ARBEITSAUFTRAG — Gib aus dem Text über Gewerkschaften den Abschnitt wieder, der bei „Allein der Deutsche“ beginnt und bei „für Beschäftigte lohnen.“ endet. Tausche darin „zehn Jahren“ gegen „einem Jahrzehnt“ aus.

QUELLE —
Düsseldorf/Berlin - Gemeinsam sind wir stark, das ist das Motto von Gewerkschaften. Doch die Zahl ihrer Mitglieder sinkt seit Jahren.
Allein der Deutsche Gewerkschaftsbund (DGB) mit seinen acht Mitgliedsgewerkschaften verlor innerhalb von zehn Jahren Hunderttausende: Waren im Jahr 2012 noch 6,15 Millionen Menschen Mitglied in einer DGB-Gewerkschaft, lag ihre Zahl im Jahr 2022 nur noch bei rund 5,64 Millionen. Dabei kann sich eine Gewerkschaftsmitgliedschaft für Beschäftigte lohnen.
Die wichtigsten Fragen und Antworten - vom Streikgeld bis zur Fortbildung.
Was sind eigentlich Gewerkschaften?
Gewerkschaften sind Zusammenschlüsse von Arbeitnehmerinnen und Arbeitnehmern. "Freie Gewerkschaften sind unabhängig von Arbeitgebern und vom Staat", so Malte Lübker von der gewerkschaftsnahen Hans-Böckler-Stiftung in Düsseldorf. Gewerkschaftsvertreter verhandeln gemeinsam mit Arbeitgebern beispielsweise Löhne und Gehälter.

ROHDATEN —

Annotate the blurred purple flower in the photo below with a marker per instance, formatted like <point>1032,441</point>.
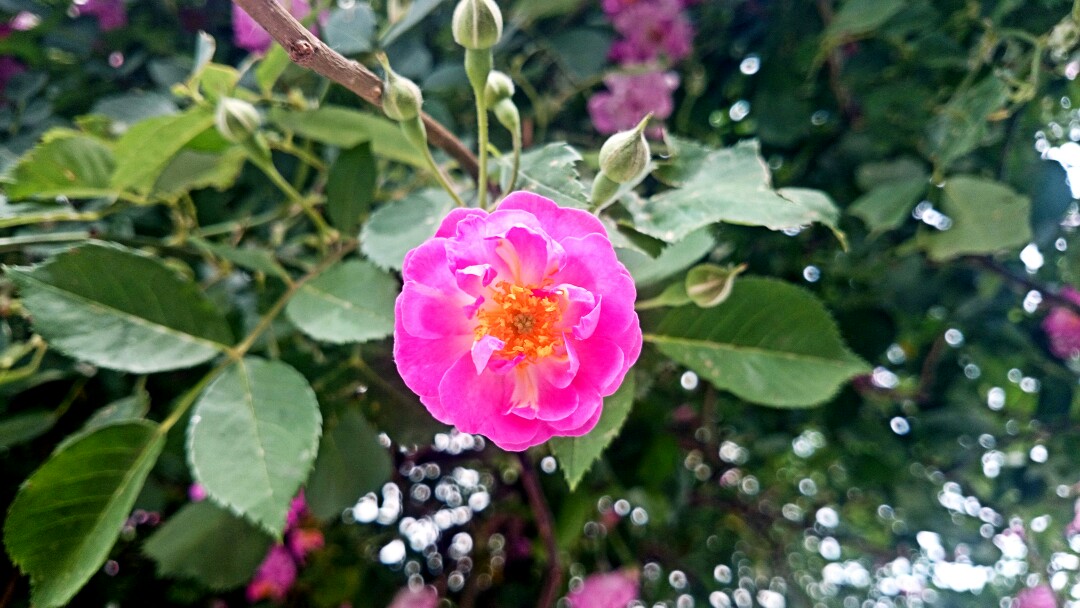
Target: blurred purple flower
<point>1040,596</point>
<point>250,36</point>
<point>610,590</point>
<point>111,14</point>
<point>274,577</point>
<point>629,97</point>
<point>650,29</point>
<point>424,597</point>
<point>1063,327</point>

VOLLSTÄNDIGE LÖSUNG —
Allein der Deutsche Gewerkschaftsbund (DGB) mit seinen acht Mitgliedsgewerkschaften verlor innerhalb von einem Jahrzehnt Hunderttausende: Waren im Jahr 2012 noch 6,15 Millionen Menschen Mitglied in einer DGB-Gewerkschaft, lag ihre Zahl im Jahr 2022 nur noch bei rund 5,64 Millionen. Dabei kann sich eine Gewerkschaftsmitgliedschaft für Beschäftigte lohnen.